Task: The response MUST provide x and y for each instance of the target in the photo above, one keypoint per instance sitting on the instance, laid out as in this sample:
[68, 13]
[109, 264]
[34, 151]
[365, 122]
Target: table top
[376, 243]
....
#### [WHAT YOU ARE ASKED TO DO]
Your task is to transcribe the listing above in full, exactly as given.

#### [ANSWER SPACE]
Task: The response MUST provide x and y for each instance of the target in the photo above, one keypoint per instance sitting on the instance, laid out as in this sample:
[68, 13]
[109, 264]
[34, 151]
[365, 122]
Target: table top
[376, 243]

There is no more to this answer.